---------- Extract to read ----------

Mansfield Lake Ridge High School's Eagle Media Website

Eagle Media

Mansfield Lake Ridge High School's Eagle Media Website

Eagle Media

Mansfield Lake Ridge High School's Eagle Media Website

Eagle Media

Ready, Set, Get Wet!

Courtesy of ENN Staff.

Starting from an early age, many students begin the process of athleticism. They try several sports until they find one that they can connect to and release their stress. Swim & Dive is considered a sport of meditation, a way to lessen a person’s problem by staying in the water. However, this “stress-relieving” sport challenges its players mentally and physically. According to swimmingworldmagazine.com, “The biggest factor to consider in swimming is the water. Water is much denser than air, so there is much more resistance preventing people from being able to move through it quickly and freely. This makes it so much more difficult compared to other land sports.”                                

Several times, high school students view sports simply as “uncool” games. They underestimate the effort and time put into it which stands out from other forms of academic work. To master this physical activity, junior athletes like Natalia Hedger began playing at a very young age.

“I wouldn’t say it’s very easy. Swimming is a very full-body sport. It’s all about working all of your muscles at the same time. You have to start at a young age,” Hedger said. “I’m used to it by now because I started at a young age but I feel like a lot of people underestimate swimming. A lot of people think that swimming is really easy, but it’s not.”

In other land sports, athletes do weight training along with their own individual sports drilling. In swim not only do they lift weights, but they also have warm-up sets for cardio. Senior Anna Tomlinson trains with her team members using some aerobic sets and swim drills.

“So we usually swim every day. And then two days a week we do weight room. So we just do that for strength training. And then when we’re in the pool, we do a lot of cardio and aerobic sets,” Tomlinson said. “Today, we started with a 200-free 200-drill swim twice. So in total that was the 800 Warm-up.”

For a student-athlete, they need to practice to become better even if it means practicing outside of their school team. In various sports, missing a single practice might not have a huge effect on their sports lives. However,  Head Swim Coach Kahla Blake knows the lack of commitment in the sport can mess up the player’s standards. 

“Swimming is unlike every sport in that if you miss a practice or two, it will affect your conditioning. If you miss several days before a competition, it will have a negative outcome on your races,” Blake said. “Most swimmers practice 6 times per week, often twice a day. It is a huge commitment, both physically and time.”

A child’s life slowly changes once they decide to become an athlete. No matter the sports they play, there is a chance of them acquiring either body injuries or a change in diet. Tomlinson has been a swimmer for a long period and has noticed the side effects of swimming on her body and diet. 

“Swimming changes your whole life. Either it changes your body structure, or it changes the way you eat. When you burn a lot of calories from working out a lot, swimmers tend to eat a lot more than the average person,” Tomlinson said. “As a swimmer, I eat more proteins to rebuild my muscles. You can get a lot of shoulder injuries because of the strokes, the pool can make your skin, and your hair dry especially in the winter.”

To strive for the best or to be better than others, players engage in clubs outside of the school team to get into more practice. Although it might be the same sports, both teams might focus on the same thing, but practice in different ways. Senior Ravi Rayathattha has observed the different techniques that his club coach uses that are different from the school coach.

“I think it’s the way that they do it. Some of the drills are different, they work on different things. And then you recognize patterns and how the coach makes different sets,” Rayathattha said. “So our coach on this team makes a warm-up and then maybe has a kick set every week. The coach for the club team has a lot more technique-based sets like that.”

Students have a way of grouping school sports as either “cool” or “uncool.” This activity involves a large amount of commitment and dedication. It’s a form of stress relief and can be mentally challenging for the players. Like any sports, swim and dive have physical and mental effects on students.

----------

Tasks for this exercise ::
1) In the swim and dive article, how often does the head coach say most swimmers practice?
2) Reproduce everything in the swim and dive article from "To strive for" down to "the school coach.".

---------- Information provided ----------

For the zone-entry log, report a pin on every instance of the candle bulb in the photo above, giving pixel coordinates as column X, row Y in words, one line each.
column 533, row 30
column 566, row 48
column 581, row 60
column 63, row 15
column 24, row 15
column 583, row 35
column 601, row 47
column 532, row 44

----------

Answers to the exercises ::
1) Six times per week, often twice a day.

2)
To strive for the best or to be better than others, players engage in clubs outside of the school team to get into more practice. Although it might be the same sports, both teams might focus on the same thing, but practice in different ways. Senior Ravi Rayathattha has observed the different techniques that his club coach uses that are different from the school coach.